● AIM OF THE EXERCISE
Using the records below, give again exactly the lines from the line that contains "x=244, y=111" through the line that contains "x=146, y=168", both ends included, and only those.

*** DATASET CONTENT ***

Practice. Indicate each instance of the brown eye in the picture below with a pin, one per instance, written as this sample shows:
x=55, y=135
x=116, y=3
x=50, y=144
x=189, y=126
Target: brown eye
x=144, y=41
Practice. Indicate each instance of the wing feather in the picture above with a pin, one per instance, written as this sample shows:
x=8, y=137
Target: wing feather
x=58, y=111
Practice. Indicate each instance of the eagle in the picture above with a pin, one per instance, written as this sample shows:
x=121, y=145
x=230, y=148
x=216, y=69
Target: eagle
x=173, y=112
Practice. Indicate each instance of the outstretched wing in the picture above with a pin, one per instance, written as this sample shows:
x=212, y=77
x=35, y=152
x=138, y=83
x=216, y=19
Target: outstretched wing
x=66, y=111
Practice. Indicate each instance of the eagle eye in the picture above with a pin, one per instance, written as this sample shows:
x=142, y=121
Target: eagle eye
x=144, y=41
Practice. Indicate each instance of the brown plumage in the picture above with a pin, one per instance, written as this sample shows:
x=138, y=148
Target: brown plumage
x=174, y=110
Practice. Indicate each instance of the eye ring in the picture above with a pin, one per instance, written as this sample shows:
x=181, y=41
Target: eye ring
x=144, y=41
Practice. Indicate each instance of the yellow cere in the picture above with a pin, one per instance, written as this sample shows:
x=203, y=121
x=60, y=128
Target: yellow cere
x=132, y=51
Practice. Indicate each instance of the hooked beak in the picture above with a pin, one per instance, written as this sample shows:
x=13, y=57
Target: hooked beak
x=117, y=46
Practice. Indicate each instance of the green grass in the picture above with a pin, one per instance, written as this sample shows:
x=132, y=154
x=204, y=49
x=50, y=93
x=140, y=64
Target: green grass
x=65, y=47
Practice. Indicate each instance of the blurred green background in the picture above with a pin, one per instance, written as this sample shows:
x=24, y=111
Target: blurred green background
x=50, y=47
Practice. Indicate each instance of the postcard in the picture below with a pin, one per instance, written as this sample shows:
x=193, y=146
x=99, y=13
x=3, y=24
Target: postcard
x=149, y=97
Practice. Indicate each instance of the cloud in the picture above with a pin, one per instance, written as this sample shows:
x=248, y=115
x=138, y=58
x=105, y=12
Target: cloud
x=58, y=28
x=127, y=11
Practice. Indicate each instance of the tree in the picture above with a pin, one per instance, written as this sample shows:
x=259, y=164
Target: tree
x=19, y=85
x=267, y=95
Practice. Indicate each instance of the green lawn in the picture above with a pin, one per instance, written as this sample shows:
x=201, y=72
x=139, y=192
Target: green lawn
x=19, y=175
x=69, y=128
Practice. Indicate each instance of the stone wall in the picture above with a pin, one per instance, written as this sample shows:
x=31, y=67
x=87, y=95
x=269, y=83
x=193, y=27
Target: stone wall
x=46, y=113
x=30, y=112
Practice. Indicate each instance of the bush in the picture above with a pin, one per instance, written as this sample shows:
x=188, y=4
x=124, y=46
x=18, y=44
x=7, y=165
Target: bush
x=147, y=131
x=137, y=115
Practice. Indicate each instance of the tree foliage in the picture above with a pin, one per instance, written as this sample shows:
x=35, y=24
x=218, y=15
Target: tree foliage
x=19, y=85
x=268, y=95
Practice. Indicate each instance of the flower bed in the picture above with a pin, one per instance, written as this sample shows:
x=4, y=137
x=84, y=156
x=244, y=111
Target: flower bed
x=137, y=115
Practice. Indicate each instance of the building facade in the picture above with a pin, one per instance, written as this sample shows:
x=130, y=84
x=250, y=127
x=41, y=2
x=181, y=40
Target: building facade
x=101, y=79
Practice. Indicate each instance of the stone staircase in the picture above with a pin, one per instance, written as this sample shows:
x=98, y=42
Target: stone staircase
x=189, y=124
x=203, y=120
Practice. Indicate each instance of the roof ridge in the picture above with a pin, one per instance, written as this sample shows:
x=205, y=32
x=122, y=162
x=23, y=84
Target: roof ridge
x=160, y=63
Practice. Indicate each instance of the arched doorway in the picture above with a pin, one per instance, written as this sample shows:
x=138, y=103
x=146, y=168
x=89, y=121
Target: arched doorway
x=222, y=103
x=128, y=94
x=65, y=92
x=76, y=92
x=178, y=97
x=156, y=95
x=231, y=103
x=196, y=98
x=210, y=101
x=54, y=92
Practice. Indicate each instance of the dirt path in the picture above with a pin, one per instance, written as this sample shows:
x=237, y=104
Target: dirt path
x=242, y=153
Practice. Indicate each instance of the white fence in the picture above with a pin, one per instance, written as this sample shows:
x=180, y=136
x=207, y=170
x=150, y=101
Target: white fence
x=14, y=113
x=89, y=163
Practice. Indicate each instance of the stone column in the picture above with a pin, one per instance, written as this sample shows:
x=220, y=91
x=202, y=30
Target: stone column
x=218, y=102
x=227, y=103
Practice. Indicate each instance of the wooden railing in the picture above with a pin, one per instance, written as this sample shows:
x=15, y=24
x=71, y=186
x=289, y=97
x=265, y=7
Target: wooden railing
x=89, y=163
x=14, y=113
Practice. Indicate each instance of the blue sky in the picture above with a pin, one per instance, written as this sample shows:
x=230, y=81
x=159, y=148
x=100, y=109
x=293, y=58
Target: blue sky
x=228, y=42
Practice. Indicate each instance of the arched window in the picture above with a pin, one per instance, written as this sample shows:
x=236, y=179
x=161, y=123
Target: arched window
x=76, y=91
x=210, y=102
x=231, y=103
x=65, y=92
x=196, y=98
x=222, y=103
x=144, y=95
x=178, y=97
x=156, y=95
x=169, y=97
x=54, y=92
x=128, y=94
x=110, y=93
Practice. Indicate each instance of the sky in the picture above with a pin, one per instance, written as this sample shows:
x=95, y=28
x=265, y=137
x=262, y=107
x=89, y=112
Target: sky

*** End of DATASET CONTENT ***

● ANSWER BELOW
x=244, y=111
Target: flower bed
x=137, y=115
Practice. Indicate each instance of the building facade in the picture above with a pin, one per instance, written as this sample shows:
x=130, y=84
x=250, y=127
x=41, y=2
x=181, y=40
Target: building facade
x=101, y=79
Practice. Indicate each instance of the stone staircase in the picture above with a pin, one per instance, written as this sample shows:
x=98, y=42
Target: stone staircase
x=189, y=124
x=203, y=120
Practice. Indicate each instance of the roof ridge in the picture above with a pin, one per instance, written as this sample shows:
x=205, y=32
x=122, y=162
x=23, y=84
Target: roof ridge
x=160, y=63
Practice. Indicate each instance of the arched doorway in the picture above with a pin, one per instance, written as this sample shows:
x=138, y=103
x=146, y=168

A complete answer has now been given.